■ Activity:
Take the entries below and print, exactly, the stretch from the line containing "of the rusted" through the line containing "of the reflective", both included.

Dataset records
-=-=-
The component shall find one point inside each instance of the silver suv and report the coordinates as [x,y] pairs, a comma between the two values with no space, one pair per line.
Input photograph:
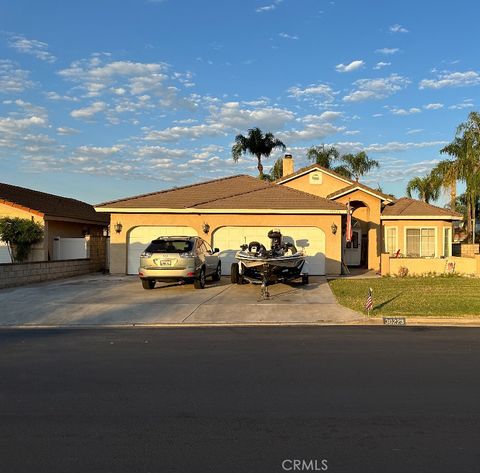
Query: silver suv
[179,258]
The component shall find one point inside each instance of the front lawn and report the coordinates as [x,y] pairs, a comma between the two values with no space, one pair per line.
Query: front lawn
[435,296]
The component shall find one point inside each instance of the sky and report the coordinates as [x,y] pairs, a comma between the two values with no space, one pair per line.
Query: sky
[105,99]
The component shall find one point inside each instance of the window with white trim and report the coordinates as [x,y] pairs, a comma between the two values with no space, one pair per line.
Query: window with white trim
[447,242]
[391,240]
[420,242]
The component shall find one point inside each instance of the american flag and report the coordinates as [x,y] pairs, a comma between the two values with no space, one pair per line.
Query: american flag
[349,232]
[369,303]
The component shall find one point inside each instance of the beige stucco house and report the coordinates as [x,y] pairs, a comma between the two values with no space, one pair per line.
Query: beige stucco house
[61,217]
[309,206]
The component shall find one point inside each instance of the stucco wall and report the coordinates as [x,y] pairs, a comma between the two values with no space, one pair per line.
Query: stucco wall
[118,242]
[420,266]
[329,184]
[38,252]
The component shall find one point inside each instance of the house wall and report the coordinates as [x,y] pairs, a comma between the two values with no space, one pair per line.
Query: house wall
[59,228]
[420,266]
[118,242]
[329,184]
[401,225]
[369,218]
[38,252]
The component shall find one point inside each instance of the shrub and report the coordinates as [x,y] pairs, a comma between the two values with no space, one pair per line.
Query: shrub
[20,234]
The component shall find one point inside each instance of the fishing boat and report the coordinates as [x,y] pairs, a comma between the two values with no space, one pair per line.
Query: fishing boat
[281,263]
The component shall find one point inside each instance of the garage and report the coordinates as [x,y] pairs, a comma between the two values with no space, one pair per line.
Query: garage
[140,237]
[309,239]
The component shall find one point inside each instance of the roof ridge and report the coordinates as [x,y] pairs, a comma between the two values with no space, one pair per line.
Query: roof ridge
[312,166]
[268,184]
[164,191]
[49,194]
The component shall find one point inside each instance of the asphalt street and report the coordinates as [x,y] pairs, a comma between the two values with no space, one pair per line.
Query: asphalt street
[221,400]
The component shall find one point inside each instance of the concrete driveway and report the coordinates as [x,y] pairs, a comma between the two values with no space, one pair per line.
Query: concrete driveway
[120,300]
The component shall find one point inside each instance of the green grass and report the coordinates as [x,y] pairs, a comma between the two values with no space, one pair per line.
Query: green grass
[418,297]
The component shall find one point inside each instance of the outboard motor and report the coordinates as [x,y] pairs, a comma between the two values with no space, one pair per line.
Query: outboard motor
[276,238]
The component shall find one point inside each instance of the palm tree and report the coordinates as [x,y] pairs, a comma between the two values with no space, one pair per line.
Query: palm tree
[426,188]
[257,144]
[465,148]
[324,155]
[358,164]
[445,175]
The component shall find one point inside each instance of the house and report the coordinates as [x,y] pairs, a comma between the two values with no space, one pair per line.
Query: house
[309,206]
[61,217]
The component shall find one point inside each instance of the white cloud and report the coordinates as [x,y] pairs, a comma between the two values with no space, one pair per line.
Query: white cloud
[12,78]
[353,66]
[381,65]
[31,46]
[398,29]
[374,89]
[231,114]
[405,111]
[433,106]
[387,51]
[287,36]
[467,103]
[314,90]
[451,79]
[88,112]
[177,133]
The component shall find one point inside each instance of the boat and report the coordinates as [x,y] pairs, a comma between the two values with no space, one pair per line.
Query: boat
[281,263]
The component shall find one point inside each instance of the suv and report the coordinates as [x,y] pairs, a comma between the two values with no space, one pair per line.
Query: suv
[179,258]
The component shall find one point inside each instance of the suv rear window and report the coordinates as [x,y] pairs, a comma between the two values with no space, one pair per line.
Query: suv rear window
[170,246]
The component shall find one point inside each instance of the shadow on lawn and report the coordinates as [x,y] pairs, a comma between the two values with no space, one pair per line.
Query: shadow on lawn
[383,304]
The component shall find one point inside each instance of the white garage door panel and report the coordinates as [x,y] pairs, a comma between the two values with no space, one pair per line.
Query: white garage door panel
[309,239]
[140,237]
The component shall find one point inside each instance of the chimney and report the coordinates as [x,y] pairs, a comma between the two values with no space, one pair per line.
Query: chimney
[287,164]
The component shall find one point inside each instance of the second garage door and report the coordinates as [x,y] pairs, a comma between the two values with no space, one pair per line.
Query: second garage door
[140,237]
[309,239]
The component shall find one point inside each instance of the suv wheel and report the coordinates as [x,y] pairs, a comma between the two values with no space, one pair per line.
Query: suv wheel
[199,282]
[218,273]
[148,283]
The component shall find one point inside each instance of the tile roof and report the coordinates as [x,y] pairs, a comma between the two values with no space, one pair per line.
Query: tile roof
[236,192]
[357,185]
[50,205]
[311,168]
[406,207]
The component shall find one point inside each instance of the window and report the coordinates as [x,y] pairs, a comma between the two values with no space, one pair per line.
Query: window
[391,240]
[420,242]
[447,243]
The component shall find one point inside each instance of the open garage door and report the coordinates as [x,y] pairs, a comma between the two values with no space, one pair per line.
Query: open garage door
[309,239]
[140,237]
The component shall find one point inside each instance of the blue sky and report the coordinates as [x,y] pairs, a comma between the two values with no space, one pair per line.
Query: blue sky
[105,99]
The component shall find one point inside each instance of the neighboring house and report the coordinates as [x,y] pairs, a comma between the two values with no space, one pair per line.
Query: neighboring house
[309,207]
[61,217]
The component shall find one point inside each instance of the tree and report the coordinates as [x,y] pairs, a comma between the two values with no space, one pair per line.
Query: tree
[324,156]
[358,164]
[426,188]
[258,144]
[277,170]
[465,148]
[20,234]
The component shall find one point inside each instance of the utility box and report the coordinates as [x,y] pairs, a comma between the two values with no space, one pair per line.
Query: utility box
[69,248]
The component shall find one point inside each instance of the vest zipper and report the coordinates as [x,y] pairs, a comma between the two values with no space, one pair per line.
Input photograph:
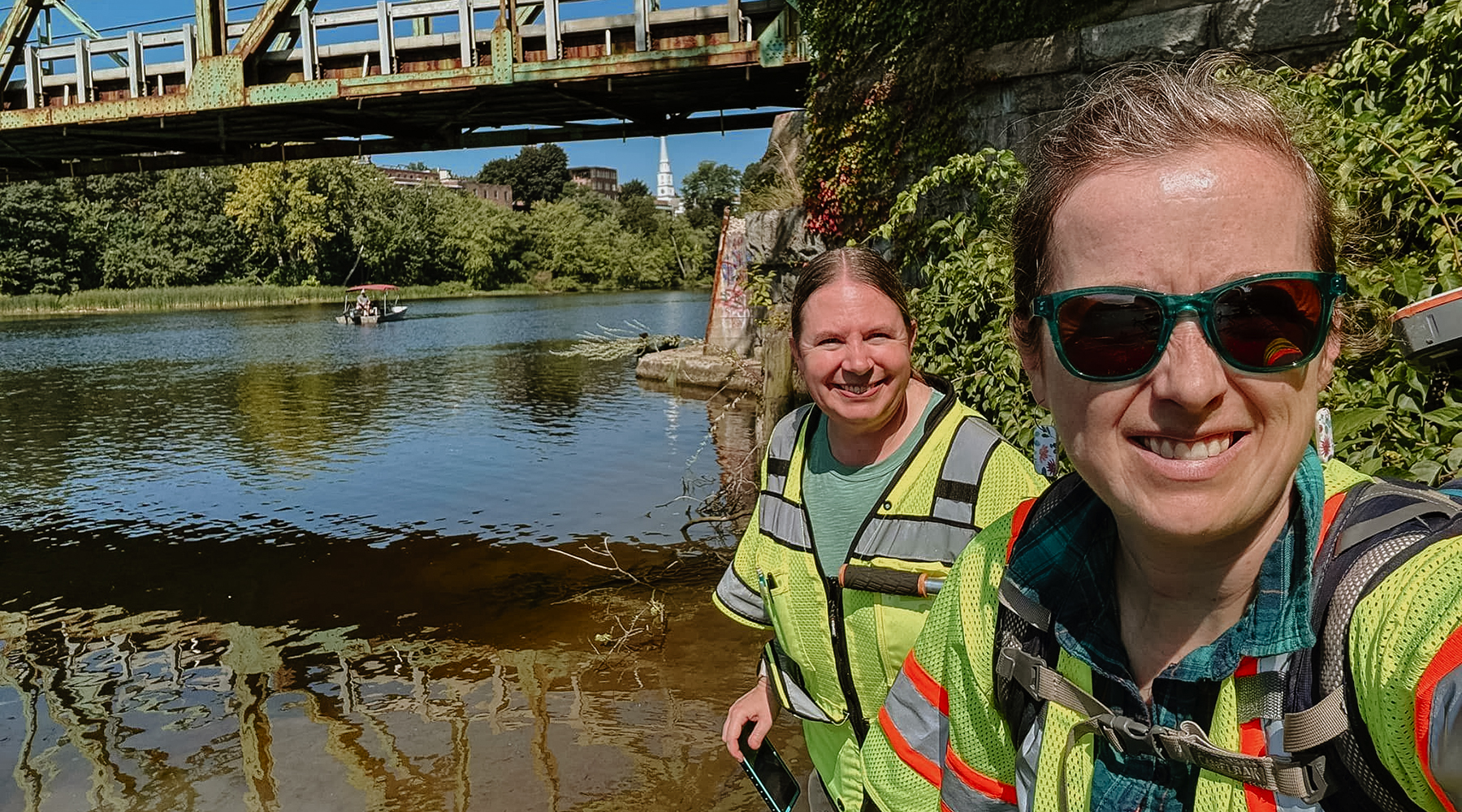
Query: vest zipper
[840,654]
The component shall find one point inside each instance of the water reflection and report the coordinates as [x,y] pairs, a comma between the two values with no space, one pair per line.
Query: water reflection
[261,561]
[113,710]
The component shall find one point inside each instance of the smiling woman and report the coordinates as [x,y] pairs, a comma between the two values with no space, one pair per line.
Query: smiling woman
[1148,633]
[884,469]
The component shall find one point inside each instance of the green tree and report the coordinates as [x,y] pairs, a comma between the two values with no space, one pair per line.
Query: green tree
[638,210]
[303,218]
[499,171]
[162,228]
[482,240]
[537,173]
[541,174]
[40,247]
[709,190]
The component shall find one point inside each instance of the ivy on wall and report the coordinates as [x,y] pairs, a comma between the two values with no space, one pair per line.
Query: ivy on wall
[1391,111]
[884,106]
[1383,122]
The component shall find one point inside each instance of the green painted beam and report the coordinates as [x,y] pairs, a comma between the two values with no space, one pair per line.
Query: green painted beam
[341,148]
[16,31]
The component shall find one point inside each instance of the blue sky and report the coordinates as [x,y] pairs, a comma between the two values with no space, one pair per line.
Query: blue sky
[634,158]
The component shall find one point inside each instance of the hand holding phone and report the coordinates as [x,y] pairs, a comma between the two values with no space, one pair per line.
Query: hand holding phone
[768,771]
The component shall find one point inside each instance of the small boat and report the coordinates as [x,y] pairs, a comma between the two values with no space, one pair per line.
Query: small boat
[367,309]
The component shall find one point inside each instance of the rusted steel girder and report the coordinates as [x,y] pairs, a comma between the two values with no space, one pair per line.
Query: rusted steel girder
[387,146]
[16,31]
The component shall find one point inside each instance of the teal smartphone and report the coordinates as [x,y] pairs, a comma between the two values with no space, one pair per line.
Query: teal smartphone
[768,771]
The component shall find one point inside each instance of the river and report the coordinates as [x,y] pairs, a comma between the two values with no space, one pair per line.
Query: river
[256,559]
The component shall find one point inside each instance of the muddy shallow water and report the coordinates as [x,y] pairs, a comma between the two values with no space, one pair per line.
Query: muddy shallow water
[261,561]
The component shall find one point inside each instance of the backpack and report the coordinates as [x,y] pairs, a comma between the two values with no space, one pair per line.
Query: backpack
[1367,533]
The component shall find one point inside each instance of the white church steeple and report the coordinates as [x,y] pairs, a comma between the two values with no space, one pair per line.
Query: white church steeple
[665,196]
[664,181]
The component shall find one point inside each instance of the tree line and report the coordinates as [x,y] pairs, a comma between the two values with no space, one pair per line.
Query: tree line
[341,222]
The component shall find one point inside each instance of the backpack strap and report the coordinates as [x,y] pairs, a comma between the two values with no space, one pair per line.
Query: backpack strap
[1354,523]
[1381,526]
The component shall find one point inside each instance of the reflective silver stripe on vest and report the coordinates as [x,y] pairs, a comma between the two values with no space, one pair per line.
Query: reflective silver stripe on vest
[1027,762]
[780,449]
[1261,696]
[959,797]
[1445,731]
[958,486]
[742,599]
[784,521]
[913,539]
[917,720]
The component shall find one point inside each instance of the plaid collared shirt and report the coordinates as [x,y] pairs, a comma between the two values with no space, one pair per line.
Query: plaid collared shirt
[1065,561]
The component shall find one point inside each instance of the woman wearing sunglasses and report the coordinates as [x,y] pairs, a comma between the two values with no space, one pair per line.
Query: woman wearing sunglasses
[1136,637]
[884,469]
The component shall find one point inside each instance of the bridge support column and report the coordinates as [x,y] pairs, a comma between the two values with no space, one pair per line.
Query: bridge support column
[383,38]
[642,25]
[502,54]
[468,32]
[136,72]
[307,44]
[189,51]
[551,29]
[84,84]
[34,93]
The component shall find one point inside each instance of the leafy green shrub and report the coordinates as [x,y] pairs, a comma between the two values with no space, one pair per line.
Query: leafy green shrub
[965,298]
[886,89]
[1391,106]
[1383,130]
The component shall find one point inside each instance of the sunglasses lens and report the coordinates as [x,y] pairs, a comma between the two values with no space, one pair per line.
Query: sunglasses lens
[1270,325]
[1109,335]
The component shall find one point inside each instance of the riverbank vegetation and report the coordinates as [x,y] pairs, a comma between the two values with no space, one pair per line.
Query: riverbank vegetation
[334,222]
[1382,122]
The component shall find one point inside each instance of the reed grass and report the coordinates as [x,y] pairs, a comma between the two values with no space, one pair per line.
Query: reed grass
[205,297]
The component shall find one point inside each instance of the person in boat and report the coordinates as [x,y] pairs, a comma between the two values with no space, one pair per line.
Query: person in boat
[1164,630]
[884,468]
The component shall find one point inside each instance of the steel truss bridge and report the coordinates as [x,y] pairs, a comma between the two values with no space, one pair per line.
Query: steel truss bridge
[395,76]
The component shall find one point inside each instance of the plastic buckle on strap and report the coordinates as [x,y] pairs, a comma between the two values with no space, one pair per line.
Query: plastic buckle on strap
[1019,667]
[1127,735]
[1316,786]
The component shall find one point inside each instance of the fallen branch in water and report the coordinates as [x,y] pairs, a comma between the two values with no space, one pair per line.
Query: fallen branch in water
[607,554]
[617,342]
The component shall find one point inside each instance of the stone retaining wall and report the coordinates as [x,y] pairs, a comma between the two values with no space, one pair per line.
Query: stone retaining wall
[1019,85]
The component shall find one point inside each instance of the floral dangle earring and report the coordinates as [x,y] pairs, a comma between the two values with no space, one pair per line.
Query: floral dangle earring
[1045,450]
[1323,435]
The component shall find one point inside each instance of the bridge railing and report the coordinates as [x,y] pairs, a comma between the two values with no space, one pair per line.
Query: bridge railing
[365,41]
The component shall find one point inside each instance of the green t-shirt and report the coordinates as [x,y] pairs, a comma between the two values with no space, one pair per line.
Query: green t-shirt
[841,497]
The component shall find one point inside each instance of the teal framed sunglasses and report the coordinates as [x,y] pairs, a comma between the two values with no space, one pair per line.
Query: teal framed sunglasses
[1265,323]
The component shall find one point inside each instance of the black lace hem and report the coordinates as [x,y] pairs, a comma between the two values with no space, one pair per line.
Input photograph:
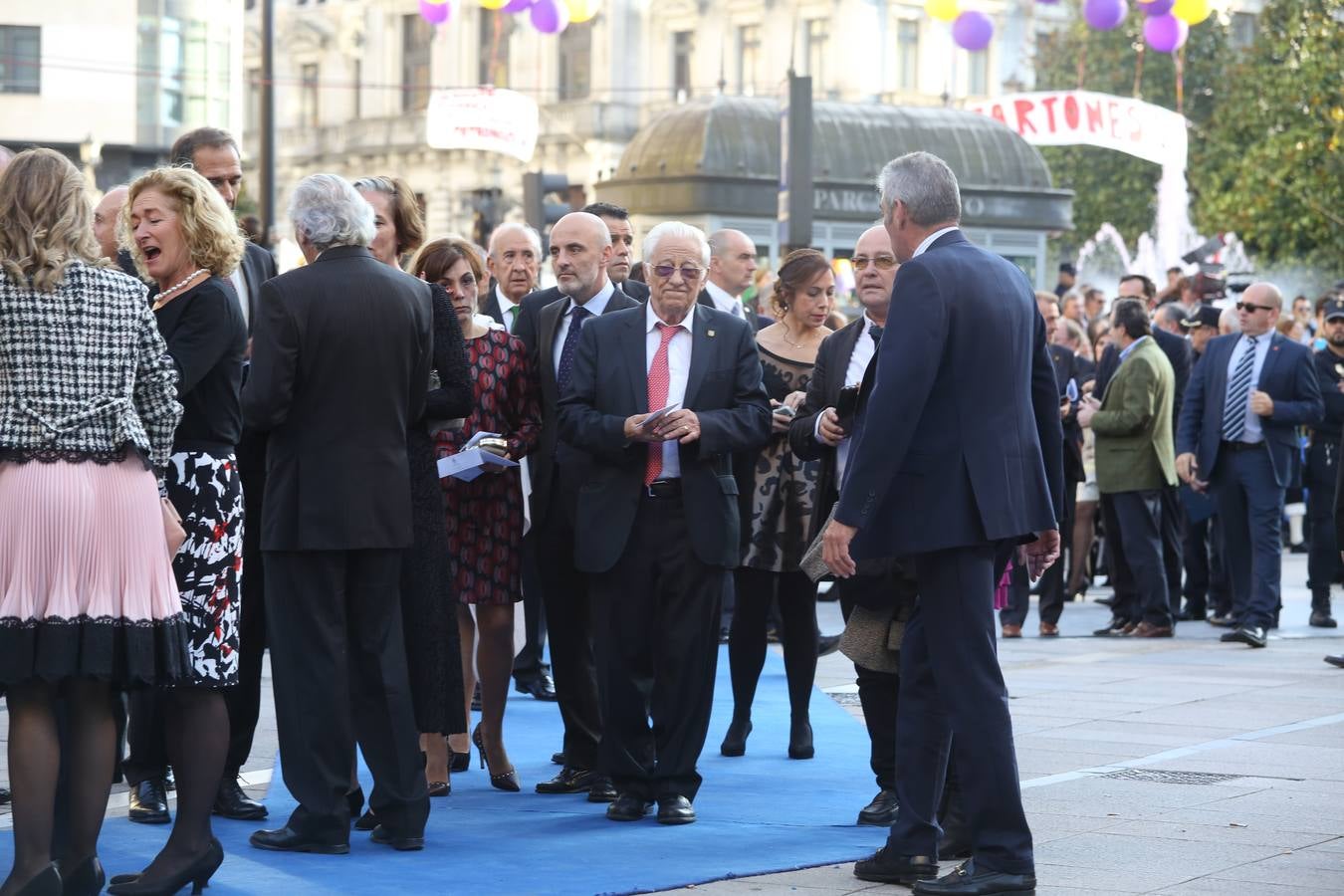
-=-=-
■ Solved exercise:
The component shall find one point inside each instance of the rusted steel girder and report the coordinates as [x,y] pairs, a comma between the two values with no space, one pair per line.
Query: rusted steel girder
[387,146]
[16,31]
The component shall find one point inside each instance of the teal smartphone and report the coordinates as [x,y] pairs, a comma between the two values with no space, one pair per line.
Query: teal smartphone
[768,771]
The component shall find one point inside each instance of the river and report the coordinates as [x,y] pairs, a comma between the two values with no space, one pair per line.
Query: river
[256,559]
The component shall find one point inside each instance of the muddy shallow water and report the coordinates as [x,y] pairs, a comma between the two values with no space, one pair per line.
Query: muddy shallow water
[261,561]
The component shall find one point inside each instance of the backpack and report the coordinates as [x,y] pairs, a comma between the two values with no space, one pair per line.
Query: backpack
[1367,533]
The component shall find one point inside each instance of the white church steeple and report the coordinates as [x,y] pairs, a comma between the two values with no space, one pair per line.
Query: white church steeple
[665,196]
[664,181]
The component shall find one point inside each instance of the tree line and report the coordinates as [x,y] pairs, a comma between the two values with no space, one pair per line.
Query: tree line
[341,222]
The component shall find one point inside each instance of the backpack strap and report the coordinates as [x,y] pairs, a comma between the two values with no space, one pair per line.
Query: backpack strap
[1354,523]
[1381,526]
The component shall find one point inside each instance of the reflective silver stripe on vest and report the coordinates as [x,y] pairs, a comma between the two values with no space, one pair per line.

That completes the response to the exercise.